Set task: Print verbatim the lines of the entries from the one containing "Locate every instance of the white border" to the last, inclusive, and no others.

##########

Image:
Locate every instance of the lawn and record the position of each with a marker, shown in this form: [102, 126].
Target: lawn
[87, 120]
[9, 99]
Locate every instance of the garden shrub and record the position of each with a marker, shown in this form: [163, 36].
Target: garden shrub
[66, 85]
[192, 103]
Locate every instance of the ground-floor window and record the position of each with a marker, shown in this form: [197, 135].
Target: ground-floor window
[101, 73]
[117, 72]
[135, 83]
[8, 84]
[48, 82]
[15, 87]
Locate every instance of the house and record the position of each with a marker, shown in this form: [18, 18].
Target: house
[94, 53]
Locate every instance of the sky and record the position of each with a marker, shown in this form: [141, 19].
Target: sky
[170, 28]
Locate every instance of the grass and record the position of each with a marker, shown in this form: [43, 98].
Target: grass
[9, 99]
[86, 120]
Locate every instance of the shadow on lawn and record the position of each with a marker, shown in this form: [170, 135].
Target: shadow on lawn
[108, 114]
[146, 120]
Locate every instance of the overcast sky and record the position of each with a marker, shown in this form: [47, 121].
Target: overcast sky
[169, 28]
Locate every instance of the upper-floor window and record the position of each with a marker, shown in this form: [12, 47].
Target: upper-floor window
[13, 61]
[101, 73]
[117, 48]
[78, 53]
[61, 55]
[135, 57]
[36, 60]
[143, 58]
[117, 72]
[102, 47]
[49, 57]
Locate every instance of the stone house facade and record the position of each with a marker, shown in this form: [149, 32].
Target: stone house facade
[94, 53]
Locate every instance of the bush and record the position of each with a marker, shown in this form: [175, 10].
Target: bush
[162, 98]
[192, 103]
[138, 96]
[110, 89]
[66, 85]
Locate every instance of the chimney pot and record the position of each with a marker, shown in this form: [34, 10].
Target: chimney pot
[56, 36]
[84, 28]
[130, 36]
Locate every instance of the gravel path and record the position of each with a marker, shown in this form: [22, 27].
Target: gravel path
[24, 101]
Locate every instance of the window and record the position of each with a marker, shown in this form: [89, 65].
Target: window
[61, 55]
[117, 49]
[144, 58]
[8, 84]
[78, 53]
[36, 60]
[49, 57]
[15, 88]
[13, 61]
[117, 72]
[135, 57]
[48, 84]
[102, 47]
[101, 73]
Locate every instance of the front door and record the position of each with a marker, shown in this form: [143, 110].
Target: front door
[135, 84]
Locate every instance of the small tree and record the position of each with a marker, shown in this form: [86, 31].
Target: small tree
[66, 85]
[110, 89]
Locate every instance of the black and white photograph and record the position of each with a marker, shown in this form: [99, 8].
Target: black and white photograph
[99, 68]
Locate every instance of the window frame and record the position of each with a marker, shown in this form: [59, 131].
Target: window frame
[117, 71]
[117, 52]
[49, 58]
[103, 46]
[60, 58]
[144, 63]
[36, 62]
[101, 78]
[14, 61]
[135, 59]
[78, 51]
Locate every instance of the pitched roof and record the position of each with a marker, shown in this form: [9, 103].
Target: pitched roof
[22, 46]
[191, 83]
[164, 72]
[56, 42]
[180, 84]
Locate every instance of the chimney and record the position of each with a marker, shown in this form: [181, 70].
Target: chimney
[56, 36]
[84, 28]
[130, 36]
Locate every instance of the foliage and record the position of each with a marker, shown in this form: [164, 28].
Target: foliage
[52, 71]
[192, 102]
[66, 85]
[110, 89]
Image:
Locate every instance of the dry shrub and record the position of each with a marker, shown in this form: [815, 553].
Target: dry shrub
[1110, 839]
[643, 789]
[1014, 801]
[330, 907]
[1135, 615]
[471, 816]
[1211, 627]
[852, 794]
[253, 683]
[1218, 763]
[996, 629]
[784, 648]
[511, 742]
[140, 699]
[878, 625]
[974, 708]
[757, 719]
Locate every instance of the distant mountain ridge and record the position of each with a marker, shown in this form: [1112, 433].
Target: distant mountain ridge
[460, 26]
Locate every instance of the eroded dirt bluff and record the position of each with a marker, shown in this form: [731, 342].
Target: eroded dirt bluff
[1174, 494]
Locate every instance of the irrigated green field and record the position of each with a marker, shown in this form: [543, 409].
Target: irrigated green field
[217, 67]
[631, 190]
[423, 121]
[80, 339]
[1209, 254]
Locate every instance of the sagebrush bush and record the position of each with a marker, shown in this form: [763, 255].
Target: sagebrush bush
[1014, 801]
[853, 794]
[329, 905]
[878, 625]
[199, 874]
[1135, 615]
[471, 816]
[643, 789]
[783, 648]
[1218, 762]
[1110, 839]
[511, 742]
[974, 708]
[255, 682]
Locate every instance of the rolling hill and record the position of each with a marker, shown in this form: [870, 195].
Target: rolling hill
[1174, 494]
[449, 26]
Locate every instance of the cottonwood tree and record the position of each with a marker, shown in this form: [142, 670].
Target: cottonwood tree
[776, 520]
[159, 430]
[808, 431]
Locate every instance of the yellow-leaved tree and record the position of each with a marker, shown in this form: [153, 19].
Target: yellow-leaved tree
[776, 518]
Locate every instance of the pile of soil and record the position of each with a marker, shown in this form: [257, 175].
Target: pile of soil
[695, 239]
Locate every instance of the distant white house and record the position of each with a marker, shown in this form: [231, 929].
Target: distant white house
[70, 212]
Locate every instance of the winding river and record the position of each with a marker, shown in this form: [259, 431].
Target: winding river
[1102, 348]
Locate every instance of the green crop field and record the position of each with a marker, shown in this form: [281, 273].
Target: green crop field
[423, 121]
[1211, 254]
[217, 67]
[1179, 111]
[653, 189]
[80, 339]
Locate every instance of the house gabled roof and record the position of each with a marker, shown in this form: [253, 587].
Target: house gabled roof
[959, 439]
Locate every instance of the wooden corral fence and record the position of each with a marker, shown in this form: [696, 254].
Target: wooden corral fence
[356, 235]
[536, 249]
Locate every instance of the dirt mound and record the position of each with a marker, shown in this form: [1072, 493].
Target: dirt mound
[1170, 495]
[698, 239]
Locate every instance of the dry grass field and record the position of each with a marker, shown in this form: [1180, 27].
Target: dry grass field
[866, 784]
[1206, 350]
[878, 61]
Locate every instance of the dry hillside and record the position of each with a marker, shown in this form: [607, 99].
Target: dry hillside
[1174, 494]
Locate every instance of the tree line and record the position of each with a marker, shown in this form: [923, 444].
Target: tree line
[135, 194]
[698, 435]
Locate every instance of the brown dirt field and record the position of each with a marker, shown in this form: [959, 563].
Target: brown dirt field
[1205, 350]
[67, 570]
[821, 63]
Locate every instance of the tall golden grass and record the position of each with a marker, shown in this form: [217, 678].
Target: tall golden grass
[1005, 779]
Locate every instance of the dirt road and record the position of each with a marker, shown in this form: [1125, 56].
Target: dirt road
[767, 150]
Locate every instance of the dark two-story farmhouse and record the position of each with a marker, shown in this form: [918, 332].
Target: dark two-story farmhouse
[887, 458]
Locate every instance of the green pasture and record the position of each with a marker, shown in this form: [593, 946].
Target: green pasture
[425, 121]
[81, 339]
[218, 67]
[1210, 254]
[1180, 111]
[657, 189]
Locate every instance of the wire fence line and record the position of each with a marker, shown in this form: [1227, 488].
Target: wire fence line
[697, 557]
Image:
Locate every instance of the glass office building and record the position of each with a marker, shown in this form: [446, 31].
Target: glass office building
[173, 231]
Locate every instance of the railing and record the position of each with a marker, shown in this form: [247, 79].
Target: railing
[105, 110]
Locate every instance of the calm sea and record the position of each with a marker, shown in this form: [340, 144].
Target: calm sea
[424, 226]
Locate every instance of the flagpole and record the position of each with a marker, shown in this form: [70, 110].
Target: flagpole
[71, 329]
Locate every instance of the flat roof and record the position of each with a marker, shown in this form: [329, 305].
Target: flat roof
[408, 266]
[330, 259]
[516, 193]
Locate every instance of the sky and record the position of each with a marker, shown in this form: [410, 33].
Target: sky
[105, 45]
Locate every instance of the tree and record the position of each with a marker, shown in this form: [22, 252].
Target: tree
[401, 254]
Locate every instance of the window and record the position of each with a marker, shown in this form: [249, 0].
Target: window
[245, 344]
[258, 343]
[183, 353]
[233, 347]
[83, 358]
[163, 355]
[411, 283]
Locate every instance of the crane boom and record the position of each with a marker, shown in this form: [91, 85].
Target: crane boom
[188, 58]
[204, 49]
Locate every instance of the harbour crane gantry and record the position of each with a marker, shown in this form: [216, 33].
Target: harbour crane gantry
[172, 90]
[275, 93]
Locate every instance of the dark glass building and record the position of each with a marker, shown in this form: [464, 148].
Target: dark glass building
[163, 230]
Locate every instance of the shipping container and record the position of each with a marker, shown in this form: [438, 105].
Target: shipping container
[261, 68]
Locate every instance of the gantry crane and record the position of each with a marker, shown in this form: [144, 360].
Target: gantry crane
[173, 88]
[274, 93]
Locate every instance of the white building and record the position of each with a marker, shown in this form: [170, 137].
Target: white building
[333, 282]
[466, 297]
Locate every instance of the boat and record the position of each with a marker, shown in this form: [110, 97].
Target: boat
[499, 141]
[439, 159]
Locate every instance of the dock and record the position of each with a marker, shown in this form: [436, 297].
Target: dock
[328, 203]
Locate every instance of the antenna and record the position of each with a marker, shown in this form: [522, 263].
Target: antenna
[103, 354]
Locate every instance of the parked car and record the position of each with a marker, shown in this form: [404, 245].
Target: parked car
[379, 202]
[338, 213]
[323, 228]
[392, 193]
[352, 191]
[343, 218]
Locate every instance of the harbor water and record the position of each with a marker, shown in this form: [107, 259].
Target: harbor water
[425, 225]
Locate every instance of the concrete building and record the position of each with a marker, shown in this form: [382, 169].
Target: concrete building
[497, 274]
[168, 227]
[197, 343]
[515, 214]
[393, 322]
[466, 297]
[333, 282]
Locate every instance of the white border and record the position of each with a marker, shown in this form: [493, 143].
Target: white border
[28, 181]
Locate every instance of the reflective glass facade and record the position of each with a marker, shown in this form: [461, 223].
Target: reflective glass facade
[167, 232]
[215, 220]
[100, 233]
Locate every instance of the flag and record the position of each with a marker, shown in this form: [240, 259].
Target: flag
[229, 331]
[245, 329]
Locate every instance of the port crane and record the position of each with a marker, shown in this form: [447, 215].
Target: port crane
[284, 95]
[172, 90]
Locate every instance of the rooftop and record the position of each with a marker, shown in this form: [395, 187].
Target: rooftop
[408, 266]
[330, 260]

##########

Full solution:
Locate every instance of the white border and record the position of each with a marker, shown in this form: [493, 143].
Target: white border
[28, 181]
Locate every instance of the reflective glass facade and record the position of each with a marker, shown in this form: [461, 223].
Target: reflective glass facade
[167, 232]
[215, 220]
[100, 233]
Locate every instance of the flag and record the position of each with a marker, shown in this form: [240, 259].
Target: flag
[229, 331]
[245, 329]
Locate every instance of the port crane and record the position of each with a marker, shown in this form: [447, 215].
Target: port crane
[284, 95]
[172, 90]
Locate every instance of the rooftop and record the position of each with a marker, shown in this form: [395, 187].
Target: rooftop
[408, 266]
[330, 260]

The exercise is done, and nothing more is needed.